Tag: The Joy of Violent Movement: New Audio: The Glow Releases an Expansive and Trippy Single

New Audio: The Glow Releases an Expansive and Trippy Single

Best known for being a member of Purchase, NY-based lo-fi act LVL UP, Mike Caridi stepped out into the limelight as a solo artist with his solo recording project The Glow Caridi released his The Glow debut 2019’s Am I and in the subsequent years since that album’s release, the project expanded into a full-fledged band with the addition of LVL UP bandmate Greg Rutkin, Hellrazor’s and Potty Mouth’s Kate Meizer and Doe’s Nicola Leel.

The addition of the project’s new members necessitated change in musical and thematic direction — and the band offered a glimpse of that new direction with the recent release of the “Love Only”/”Heavy Glow” double single. “‘Love Only’ and ‘Heavy Glow’ are the first two songs written by The Glow, sorta,” Caridi says in press notes. “I’ve been releasing music under The Glow moniker since 2016 or so, but until now I’d considered it a solo outlet. The Glow live band came together around the 2019 record Am I, and somehow I got lucky enough to play with a bunch of musicians who I’ve known and admired for years; Greg Rutkin, Kate Meizner, Nicola Leel, and Madeline Babuka Black. To be surrounded by so much talent and not be open to collaboration would have been a major misstep on my part. There’s so much joy in collaboration that I missed a lot while trying to do things on my own. ‘Love Only’ is about reflection and growth; I feel extremely lucky to be playing music with my friends, and with these two songs The Glow feels like it’s just beginning to bloom.”

Interestingly, this sense of openness may arguably be most apparent on “Heavy Glow,” the newly minted quartet’s first entirely collaborative song: The track sees Kate Meizner taking on vocal duties on in expansive track centered around dizzying tremolo and fuzzy power chords, Rutkin’s metronomic-like drumming and Leel’s driving baselines. The seven minute-plus track finds Caridi and collaborators at their most dynamic and layered with the track subtly nodding at the textured soundscapes of shoegaze — think of Slowdive, My Bloody Valentine and The Verve — but with a power pop penchant for infectious hooks.

Excerpted records>
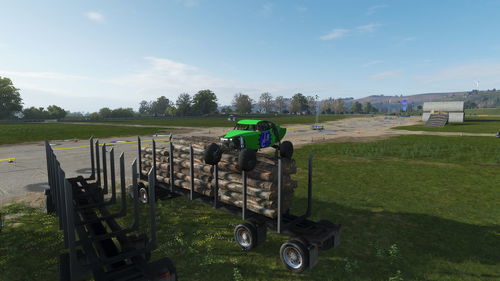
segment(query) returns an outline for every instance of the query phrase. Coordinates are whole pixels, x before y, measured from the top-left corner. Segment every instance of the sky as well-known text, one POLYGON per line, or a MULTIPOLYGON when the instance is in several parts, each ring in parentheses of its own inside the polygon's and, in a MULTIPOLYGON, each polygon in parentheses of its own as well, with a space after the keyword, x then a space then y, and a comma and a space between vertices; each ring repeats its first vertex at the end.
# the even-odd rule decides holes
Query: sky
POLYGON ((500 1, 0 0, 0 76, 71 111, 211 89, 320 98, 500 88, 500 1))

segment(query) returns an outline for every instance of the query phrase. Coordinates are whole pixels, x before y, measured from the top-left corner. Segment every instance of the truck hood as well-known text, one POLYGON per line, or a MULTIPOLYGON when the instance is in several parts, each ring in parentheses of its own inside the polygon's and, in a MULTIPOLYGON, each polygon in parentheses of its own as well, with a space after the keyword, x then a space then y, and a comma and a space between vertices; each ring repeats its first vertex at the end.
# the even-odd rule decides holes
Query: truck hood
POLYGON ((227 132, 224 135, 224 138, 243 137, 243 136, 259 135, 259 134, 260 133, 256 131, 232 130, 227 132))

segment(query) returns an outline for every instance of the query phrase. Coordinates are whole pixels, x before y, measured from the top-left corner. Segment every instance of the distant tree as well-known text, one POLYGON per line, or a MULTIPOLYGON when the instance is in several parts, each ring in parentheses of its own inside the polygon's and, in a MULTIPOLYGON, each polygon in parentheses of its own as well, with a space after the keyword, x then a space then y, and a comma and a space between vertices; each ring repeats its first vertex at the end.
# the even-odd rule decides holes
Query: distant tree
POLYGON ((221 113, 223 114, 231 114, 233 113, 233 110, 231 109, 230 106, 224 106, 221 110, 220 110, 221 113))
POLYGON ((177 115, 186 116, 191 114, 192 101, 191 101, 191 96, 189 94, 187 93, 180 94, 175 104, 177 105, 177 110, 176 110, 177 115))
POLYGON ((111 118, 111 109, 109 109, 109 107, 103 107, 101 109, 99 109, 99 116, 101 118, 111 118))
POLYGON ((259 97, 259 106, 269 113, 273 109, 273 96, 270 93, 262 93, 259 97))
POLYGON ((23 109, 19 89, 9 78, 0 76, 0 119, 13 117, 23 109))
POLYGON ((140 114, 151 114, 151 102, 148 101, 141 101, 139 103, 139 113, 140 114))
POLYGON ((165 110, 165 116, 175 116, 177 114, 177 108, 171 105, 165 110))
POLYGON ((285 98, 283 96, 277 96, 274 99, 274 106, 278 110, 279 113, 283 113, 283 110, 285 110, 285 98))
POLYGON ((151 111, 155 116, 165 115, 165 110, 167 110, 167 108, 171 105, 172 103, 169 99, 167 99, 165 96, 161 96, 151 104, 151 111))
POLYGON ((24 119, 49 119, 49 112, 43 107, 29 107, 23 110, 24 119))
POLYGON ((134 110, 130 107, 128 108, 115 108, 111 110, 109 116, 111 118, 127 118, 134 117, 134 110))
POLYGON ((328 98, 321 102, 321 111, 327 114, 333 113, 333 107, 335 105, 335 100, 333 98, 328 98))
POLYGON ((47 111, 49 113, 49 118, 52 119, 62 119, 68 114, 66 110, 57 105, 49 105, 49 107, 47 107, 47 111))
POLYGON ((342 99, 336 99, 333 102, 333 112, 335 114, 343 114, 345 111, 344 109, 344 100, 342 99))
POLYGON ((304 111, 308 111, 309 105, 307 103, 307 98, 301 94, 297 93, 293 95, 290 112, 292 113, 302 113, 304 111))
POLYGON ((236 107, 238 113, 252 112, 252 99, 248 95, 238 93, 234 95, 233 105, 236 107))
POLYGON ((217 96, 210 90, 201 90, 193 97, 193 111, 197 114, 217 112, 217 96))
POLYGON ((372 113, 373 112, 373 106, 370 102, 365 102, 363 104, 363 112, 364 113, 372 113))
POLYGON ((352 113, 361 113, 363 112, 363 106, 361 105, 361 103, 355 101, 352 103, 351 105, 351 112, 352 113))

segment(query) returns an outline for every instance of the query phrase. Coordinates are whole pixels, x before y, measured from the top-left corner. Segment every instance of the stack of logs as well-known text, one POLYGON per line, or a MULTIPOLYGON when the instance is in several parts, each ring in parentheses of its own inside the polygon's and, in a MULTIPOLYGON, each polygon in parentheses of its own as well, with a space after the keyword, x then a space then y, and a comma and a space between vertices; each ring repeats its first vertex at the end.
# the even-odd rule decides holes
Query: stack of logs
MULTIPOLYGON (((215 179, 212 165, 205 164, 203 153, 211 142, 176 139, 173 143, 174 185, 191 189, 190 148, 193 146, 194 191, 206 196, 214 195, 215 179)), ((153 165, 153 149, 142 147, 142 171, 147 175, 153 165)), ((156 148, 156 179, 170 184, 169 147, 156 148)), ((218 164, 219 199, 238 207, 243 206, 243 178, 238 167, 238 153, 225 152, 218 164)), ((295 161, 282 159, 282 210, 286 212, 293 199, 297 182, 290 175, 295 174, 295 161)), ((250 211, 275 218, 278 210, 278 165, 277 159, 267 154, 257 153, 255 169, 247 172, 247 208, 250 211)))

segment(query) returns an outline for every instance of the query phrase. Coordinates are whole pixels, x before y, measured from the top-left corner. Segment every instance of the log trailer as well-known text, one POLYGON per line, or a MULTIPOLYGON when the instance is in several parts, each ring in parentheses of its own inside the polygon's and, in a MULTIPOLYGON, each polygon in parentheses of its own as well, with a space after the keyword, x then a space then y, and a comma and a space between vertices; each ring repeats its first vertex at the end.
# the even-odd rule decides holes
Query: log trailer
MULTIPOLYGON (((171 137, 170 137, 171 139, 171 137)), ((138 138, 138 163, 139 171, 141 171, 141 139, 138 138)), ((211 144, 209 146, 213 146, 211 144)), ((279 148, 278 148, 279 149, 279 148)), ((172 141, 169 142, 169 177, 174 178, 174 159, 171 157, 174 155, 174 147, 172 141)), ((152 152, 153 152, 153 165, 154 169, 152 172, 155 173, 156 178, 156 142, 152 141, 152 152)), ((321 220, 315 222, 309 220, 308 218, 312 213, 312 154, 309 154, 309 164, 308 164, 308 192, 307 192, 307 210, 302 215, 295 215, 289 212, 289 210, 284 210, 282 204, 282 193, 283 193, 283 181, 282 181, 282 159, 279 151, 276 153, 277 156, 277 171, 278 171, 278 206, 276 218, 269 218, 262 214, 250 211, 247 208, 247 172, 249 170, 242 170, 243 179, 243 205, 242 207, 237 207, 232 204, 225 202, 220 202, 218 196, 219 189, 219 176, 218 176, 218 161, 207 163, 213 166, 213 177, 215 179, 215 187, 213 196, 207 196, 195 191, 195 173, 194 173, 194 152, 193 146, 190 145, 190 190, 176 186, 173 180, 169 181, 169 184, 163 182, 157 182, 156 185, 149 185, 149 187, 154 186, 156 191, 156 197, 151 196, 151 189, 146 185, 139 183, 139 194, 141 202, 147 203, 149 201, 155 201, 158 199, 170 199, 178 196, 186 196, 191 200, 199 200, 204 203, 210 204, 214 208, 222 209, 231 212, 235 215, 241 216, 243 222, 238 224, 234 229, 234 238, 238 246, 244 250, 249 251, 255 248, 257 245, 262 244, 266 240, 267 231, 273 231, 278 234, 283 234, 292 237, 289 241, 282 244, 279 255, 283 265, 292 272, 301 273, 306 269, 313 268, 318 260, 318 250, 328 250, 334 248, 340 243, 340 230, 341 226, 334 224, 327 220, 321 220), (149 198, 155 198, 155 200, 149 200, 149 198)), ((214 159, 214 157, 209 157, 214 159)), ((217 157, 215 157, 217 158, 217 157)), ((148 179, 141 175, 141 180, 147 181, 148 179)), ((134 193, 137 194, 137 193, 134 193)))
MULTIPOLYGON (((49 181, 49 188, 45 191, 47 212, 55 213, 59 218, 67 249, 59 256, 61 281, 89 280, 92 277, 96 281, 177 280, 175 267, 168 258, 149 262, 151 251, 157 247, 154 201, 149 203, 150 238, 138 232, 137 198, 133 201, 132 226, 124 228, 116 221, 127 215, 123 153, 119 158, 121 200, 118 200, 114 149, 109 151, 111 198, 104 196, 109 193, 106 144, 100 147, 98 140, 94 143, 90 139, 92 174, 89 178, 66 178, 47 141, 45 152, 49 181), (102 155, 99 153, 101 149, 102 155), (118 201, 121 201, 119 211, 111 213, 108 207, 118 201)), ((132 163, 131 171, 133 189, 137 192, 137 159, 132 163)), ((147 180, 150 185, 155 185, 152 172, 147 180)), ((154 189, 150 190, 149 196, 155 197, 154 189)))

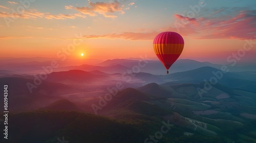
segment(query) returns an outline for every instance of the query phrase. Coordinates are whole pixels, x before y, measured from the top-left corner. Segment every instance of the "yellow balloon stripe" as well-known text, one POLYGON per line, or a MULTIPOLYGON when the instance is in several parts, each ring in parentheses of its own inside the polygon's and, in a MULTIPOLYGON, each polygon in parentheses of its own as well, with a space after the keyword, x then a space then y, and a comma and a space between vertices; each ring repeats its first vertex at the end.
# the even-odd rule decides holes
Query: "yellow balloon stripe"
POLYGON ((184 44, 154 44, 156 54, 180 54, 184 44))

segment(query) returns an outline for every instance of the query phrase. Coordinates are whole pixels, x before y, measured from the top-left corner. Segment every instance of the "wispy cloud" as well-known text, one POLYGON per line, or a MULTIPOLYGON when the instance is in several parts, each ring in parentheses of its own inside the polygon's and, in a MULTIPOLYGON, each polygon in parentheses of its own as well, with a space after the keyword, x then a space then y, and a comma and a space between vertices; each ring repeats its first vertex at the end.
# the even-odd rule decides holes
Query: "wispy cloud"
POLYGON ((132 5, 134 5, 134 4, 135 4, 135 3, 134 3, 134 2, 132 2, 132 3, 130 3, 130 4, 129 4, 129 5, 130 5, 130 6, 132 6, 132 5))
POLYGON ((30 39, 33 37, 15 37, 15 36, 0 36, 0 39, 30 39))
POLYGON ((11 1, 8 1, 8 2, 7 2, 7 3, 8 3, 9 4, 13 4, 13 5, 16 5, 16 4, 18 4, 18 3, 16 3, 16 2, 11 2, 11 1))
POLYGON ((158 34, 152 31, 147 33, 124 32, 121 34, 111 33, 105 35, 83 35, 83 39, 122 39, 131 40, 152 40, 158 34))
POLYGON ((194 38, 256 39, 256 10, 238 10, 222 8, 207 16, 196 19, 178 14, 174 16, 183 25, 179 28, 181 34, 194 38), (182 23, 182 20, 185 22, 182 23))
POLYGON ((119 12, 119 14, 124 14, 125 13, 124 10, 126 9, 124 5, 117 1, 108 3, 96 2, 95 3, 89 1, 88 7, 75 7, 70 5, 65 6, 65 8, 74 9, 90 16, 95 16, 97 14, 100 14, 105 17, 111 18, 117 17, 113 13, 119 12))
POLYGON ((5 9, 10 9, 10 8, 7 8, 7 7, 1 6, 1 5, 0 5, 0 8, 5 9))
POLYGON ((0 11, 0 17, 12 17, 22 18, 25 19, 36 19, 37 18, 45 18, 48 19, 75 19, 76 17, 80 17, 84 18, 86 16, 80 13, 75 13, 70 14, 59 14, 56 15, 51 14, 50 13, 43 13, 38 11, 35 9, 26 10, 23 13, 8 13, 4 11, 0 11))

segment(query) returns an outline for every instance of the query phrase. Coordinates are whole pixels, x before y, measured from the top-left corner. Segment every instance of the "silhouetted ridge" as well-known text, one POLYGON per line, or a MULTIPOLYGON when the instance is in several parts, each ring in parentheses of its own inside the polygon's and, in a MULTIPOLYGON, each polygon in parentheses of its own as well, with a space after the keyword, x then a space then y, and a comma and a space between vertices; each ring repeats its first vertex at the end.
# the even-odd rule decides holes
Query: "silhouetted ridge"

--

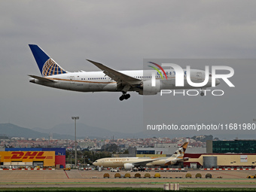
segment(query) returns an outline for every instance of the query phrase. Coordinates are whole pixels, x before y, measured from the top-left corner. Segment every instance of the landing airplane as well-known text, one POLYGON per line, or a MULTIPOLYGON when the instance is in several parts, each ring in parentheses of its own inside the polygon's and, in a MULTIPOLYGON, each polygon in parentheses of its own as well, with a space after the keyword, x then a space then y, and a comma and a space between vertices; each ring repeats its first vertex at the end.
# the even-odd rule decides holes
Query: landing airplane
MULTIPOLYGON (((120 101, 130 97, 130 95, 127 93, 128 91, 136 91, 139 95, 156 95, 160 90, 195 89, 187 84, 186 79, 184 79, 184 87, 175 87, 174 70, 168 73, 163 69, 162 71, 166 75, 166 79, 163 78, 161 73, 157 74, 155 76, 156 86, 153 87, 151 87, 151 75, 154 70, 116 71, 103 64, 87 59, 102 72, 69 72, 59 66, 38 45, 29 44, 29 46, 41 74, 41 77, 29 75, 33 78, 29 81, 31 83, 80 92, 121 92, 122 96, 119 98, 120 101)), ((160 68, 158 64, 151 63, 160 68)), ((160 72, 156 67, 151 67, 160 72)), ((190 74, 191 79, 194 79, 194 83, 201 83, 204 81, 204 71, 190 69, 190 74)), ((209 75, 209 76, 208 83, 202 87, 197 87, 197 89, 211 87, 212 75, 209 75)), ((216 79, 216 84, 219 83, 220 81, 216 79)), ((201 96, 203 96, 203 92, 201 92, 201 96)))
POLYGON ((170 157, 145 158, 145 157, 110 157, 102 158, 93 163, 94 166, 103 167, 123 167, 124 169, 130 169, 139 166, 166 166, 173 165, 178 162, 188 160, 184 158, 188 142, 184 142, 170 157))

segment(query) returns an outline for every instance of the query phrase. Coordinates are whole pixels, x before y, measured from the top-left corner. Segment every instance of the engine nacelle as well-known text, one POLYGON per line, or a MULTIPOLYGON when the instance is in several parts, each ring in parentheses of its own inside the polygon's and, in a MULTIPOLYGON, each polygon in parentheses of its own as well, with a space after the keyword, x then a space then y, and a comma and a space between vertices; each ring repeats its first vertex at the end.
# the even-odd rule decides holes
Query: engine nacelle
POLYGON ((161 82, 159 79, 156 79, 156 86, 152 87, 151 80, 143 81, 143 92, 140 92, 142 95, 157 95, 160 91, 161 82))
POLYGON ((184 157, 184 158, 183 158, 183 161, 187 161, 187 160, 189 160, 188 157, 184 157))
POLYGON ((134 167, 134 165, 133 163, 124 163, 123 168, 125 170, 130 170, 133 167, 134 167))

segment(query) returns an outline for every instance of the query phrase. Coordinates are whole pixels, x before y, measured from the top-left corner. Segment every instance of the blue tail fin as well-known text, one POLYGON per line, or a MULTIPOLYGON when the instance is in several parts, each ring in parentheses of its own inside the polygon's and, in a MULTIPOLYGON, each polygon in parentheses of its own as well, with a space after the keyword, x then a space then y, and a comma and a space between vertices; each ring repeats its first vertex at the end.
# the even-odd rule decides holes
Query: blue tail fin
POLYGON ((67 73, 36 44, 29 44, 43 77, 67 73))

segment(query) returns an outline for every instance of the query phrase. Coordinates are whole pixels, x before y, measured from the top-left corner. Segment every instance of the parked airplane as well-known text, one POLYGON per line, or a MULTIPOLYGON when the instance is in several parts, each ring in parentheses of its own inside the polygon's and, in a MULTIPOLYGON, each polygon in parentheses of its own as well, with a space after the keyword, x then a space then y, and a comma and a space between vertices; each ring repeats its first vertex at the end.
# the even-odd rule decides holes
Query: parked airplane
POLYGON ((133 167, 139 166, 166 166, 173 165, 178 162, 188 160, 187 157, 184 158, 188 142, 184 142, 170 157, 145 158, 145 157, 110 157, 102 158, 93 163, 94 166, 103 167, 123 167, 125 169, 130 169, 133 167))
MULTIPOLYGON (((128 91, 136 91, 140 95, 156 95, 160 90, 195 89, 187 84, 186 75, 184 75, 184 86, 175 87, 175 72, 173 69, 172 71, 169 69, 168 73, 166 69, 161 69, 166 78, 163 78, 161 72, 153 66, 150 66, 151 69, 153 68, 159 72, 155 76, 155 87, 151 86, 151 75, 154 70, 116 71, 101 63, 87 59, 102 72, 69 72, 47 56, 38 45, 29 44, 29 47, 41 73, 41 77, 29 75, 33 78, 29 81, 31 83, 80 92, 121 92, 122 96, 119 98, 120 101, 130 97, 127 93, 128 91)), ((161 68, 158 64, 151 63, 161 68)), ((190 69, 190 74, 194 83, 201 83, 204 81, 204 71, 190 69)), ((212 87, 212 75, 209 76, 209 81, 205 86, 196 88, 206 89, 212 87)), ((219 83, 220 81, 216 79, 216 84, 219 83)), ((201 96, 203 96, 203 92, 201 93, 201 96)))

Questions>
(1) Take the stretch of the article about The Glow from "Interestingly, this sense" through "for infectious hooks." and rename "quartet" as "band" throughout it.
(2) Which bands does the article about The Glow name as shoegaze acts that "Heavy Glow" nods to?
(3) According to the article about The Glow, since roughly what year has Caridi been releasing music under The Glow moniker?

Solutions to the tasks>
(1)
Interestingly, this sense of openness may arguably be most apparent on “Heavy Glow,” the newly minted band’s first entirely collaborative song: The track sees Kate Meizner taking on vocal duties on in expansive track centered around dizzying tremolo and fuzzy power chords, Rutkin’s metronomic-like drumming and Leel’s driving baselines. The seven minute-plus track finds Caridi and collaborators at their most dynamic and layered with the track subtly nodding at the textured soundscapes of shoegaze — think of Slowdive, My Bloody Valentine and The Verve — but with a power pop penchant for infectious hooks.

(2) Slowdive, My Bloody Valentine and The Verve.

(3) Since 2016 or so.